Задание
Продолжите текст о докладе А.А.Фадеева на заседании президиума правления Союза писателей, начав сразу после последнего приведенного в нем предложения.

Фрагмент текста
──────────

Речь идет о докладе А.А.Фадеева «Некоторые вопросы работы Союза писателей» на заседании президиума правления Союза 24 марта 1953 г. Ссылаясь на статьи в «Правде» и «Коммунисте» и на мнение М.Бубеннова, В.Катаева, В.Кожевникова и Б.Агапова, он обрушился на роман В.Гроссмана «За правое дело», ставя его на самое позорное место среди порицавшихся в докладе произведений, напечатанных в «Новом мире», в числе которых была и повесть Э.Казакевича «Сердце друга», оцененная по сравнению с романом В.Гроссмана с известным снисхождением.

«Мы разгромили антипатриотическую группу безродных космополитов-низкопоклонников,— говорил А.А.Фадеев.— Еще не вполне разбираясь в подлинном лице этого противника, мы нанесли ему удар на XII пленуме Союза писателей в 1948 году [...] Мы с честью провели борьбу с идеологией космополитизма, ведем и будем вести ее дальше. [...] Мы сталкивались и сталкиваемся с проявлениями буржуазного национализма и на Украине, и в Казахстане, и в Эстонии. Мы сталкивались и сталкиваемся с еврейским буржуазным национализмом» [6].

──────────

Предоставленные материалы
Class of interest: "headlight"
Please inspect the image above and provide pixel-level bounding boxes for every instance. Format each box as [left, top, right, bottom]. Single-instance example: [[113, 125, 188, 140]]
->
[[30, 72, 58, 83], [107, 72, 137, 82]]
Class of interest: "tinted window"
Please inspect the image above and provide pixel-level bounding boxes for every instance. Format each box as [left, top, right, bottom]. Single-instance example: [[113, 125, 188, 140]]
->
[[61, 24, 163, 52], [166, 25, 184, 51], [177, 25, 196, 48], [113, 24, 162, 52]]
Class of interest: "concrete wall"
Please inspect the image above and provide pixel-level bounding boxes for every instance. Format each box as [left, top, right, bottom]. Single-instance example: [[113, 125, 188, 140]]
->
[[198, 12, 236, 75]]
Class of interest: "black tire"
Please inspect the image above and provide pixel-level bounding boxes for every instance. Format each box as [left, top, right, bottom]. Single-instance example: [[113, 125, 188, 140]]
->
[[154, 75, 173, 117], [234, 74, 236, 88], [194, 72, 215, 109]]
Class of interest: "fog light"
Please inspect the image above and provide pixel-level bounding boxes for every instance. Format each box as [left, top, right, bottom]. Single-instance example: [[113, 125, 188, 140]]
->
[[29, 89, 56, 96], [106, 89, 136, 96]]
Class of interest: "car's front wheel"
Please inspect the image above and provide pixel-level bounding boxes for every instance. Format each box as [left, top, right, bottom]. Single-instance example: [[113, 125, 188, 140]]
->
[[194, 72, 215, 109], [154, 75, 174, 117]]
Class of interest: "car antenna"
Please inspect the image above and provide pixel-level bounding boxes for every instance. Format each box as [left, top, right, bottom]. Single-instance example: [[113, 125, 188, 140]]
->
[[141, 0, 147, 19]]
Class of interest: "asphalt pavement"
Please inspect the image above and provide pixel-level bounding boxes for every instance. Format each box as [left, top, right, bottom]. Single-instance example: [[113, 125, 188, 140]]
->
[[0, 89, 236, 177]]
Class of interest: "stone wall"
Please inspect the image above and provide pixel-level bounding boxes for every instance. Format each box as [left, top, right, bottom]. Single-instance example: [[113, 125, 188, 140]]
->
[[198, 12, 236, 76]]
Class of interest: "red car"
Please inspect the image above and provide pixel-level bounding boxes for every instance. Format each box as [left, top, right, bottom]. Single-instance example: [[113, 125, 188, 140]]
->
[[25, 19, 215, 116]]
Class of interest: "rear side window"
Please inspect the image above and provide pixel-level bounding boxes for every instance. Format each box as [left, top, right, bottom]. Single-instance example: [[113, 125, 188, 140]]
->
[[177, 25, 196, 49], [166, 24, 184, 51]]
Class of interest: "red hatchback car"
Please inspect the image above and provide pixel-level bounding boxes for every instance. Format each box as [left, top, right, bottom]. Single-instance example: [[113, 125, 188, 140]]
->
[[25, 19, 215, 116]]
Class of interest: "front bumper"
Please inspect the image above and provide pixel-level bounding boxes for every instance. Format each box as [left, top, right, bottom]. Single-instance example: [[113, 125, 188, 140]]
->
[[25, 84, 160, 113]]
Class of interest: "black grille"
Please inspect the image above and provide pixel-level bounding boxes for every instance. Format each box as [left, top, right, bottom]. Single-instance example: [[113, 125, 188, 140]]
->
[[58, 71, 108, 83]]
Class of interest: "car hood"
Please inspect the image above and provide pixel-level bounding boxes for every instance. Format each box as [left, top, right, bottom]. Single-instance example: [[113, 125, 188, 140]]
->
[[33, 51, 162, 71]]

──────────

Ответ ниже
Строгому осуждению подверглись в докладе Л.Субоцкий, Г.Бровман и А.Авдеенко, высоко оценившие роман Гроссмана на заседании московской секции прозы, и «Литературная газета» за передовую статью 19 марта, в которой докладчик хотя и видел критику романа, но негодовал, что он не был там прямо упомянут, а «назван «некоторыми произведениями»». «Мы полиберальничали в отношении А.Гуревича, В.Гроссмана, и это послужило к некоторому оживлению космополитов, буржуазных националистов»,— говорил докладчик (статью А.Гуревича «Сила положительного примера» в «Новом мире» он считал антипатриотической).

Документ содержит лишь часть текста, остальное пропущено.